DOCUMENT SECTION:
Interview with Angela Rifo (ILC2019)

The main points:

  • The emergence and recognition of a new right at the international level: the right to a workplace free of violence and harassment;
  • The scope of the instrument, which includes the world of work in its entirety rather than only the physical space of the workplace;
  • Endorsement of the role of freedom of association and collective bargaining in ensuring protection of this right;
  • Elimination of language referring to workers’ and employers’ representatives as victims and perpetrators of violence, which removes the potential for employers to attack the right to strike.

PSI delegation to the Standard Setting Committee on Violence and Harassment in the World of Work

From left to right: Karely Gante, STUNAM, Mexico; Angela Rifo, ANEF, Chile; Viviana García, FESPROSA, Argentina; Verónica Montúfar, PSI; Julián Corrales, ADEA, Colombia.

Although there is universal recognition that international labour standards apply to all workers, PSI is celebrating the explicit inclusion of the public sector in the protection provided by this Convention and Recommendation and the inclusion of public sector workers and employers in the implementation mechanisms. We have fought to achieve this for a long time and the fact that this instrument, although not specifically about public sector workers, includes them represents a milestone in our struggle.

WHAT YOU NEED TO DO:
(a) Answer these questions about the ILC2019 interview:
(i) Which organization and country are listed next to Angela Rifo's name?
(ii) According to the main points, what does the scope of the instrument include instead of only the physical space of the workplace?
(iii) Which sector is PSI celebrating for its explicit inclusion in the protection provided by the Convention and Recommendation?
(b) How many lines of the entries contain the word "shirt"? Reply with the number only.

RAW RECORDS:
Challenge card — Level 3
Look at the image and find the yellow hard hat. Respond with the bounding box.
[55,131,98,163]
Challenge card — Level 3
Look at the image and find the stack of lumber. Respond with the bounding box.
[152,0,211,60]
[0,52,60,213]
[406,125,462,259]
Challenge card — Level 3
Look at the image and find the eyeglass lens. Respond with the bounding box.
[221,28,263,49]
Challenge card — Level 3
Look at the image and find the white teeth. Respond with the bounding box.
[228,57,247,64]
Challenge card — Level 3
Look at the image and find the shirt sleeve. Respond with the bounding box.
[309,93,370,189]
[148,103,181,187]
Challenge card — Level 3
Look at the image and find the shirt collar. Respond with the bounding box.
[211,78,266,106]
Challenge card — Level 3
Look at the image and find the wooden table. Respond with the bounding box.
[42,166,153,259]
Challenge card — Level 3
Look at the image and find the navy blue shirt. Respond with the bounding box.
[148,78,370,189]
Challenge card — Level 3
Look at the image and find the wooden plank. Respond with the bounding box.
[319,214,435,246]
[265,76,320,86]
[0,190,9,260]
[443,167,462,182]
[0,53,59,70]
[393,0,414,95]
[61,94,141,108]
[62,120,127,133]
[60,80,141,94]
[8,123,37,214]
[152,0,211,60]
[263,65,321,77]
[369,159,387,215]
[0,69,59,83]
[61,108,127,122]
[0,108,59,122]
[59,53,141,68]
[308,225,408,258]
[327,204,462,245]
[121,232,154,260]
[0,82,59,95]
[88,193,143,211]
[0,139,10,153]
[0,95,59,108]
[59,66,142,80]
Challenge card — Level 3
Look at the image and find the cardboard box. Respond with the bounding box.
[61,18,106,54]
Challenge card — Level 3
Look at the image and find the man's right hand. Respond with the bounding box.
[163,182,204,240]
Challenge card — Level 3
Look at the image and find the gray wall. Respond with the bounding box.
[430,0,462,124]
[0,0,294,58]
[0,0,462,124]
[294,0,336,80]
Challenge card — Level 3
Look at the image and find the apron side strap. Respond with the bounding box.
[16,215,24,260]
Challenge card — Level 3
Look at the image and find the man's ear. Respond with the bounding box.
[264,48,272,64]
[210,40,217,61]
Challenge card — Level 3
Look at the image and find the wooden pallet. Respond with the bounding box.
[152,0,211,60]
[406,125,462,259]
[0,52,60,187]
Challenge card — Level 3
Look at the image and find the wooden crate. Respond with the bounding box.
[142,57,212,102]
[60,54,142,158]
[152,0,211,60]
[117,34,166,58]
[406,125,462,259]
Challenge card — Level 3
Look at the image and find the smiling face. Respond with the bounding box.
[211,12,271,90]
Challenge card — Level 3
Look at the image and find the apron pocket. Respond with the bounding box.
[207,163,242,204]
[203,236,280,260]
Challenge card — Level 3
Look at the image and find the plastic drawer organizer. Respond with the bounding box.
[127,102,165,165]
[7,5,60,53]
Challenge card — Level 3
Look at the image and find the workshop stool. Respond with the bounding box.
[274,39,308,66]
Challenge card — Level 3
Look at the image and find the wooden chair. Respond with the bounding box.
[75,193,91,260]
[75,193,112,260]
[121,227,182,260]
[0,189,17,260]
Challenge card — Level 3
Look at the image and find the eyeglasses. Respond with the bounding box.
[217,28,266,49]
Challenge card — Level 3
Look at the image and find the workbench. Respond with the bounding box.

* * *

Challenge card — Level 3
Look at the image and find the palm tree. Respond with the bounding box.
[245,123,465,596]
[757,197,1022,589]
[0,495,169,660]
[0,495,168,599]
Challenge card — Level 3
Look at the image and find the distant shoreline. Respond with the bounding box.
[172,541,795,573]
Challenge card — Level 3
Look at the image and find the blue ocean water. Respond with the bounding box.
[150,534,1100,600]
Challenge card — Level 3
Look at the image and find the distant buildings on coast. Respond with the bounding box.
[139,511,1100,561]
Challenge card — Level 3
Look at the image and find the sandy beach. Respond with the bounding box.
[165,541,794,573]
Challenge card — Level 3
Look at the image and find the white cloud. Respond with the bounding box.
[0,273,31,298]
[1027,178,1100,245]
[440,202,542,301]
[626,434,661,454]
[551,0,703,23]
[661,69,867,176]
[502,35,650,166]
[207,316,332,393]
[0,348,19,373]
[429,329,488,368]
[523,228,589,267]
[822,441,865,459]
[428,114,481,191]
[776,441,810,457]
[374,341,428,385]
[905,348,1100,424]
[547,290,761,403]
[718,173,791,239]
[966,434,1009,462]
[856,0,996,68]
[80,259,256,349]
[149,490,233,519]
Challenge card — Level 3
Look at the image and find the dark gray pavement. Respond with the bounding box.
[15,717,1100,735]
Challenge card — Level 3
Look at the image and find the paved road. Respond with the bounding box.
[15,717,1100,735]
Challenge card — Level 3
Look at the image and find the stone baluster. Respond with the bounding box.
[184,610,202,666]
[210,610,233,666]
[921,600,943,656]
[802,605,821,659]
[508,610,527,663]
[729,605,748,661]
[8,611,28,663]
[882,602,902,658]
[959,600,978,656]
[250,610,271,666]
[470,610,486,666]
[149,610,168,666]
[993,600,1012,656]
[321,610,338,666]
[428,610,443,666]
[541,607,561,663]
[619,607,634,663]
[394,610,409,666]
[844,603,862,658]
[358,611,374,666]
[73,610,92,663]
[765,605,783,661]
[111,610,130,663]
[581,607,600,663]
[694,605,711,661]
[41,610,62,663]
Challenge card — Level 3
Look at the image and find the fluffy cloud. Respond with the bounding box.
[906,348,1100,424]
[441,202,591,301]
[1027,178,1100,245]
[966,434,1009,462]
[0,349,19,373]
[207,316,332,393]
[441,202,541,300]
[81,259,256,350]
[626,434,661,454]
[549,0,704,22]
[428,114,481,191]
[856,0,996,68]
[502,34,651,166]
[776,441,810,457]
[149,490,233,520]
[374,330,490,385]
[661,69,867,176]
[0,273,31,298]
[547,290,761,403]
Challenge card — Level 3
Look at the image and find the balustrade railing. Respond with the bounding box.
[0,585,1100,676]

* * *

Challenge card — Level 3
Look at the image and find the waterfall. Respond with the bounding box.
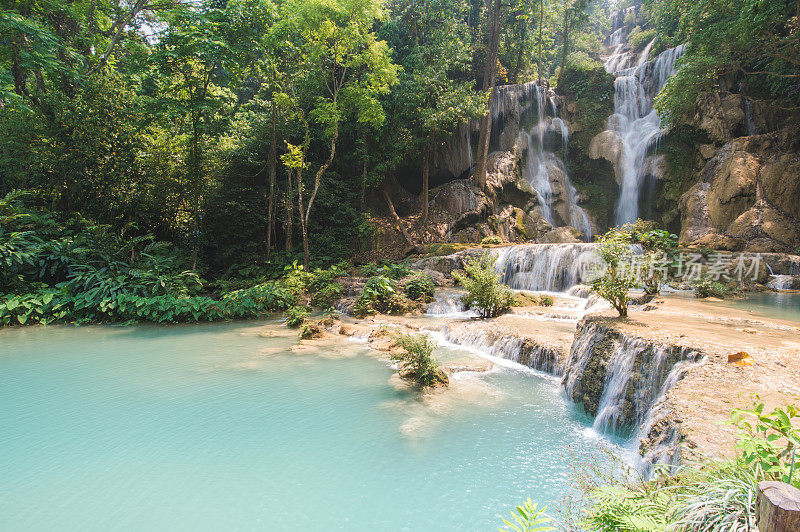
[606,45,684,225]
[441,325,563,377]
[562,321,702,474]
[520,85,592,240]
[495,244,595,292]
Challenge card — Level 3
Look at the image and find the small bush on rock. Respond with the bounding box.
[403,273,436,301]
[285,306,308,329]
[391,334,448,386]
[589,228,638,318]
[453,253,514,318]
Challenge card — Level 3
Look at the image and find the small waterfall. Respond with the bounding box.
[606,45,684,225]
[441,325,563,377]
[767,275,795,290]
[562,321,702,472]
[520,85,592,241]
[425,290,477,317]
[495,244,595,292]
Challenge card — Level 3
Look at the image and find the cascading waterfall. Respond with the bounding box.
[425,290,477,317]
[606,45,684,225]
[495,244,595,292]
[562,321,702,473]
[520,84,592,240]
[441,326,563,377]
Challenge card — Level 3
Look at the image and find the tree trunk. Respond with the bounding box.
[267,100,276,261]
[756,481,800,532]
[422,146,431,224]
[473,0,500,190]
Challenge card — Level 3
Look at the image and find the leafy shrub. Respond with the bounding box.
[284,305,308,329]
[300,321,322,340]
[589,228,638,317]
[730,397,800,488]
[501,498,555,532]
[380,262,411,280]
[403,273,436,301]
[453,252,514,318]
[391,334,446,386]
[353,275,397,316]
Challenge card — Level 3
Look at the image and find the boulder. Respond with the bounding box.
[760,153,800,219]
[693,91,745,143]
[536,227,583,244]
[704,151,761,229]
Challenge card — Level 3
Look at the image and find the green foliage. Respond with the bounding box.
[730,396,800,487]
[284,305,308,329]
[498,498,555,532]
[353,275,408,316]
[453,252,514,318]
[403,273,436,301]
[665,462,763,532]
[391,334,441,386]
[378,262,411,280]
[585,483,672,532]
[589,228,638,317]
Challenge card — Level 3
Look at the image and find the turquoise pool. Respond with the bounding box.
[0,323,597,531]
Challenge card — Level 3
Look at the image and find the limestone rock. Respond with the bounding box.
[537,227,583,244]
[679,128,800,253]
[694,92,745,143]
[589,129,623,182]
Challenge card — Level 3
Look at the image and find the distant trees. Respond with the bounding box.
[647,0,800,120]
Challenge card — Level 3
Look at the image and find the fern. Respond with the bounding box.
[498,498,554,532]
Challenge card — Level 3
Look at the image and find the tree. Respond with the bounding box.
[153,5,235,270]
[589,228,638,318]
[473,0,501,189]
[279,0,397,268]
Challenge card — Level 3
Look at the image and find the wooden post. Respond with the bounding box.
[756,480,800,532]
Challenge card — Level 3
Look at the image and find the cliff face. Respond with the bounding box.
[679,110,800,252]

PER-TASK ANSWERS:
(a)
(i) ANEF, Chile
(ii) The world of work in its entirety
(iii) The public sector

(b) 3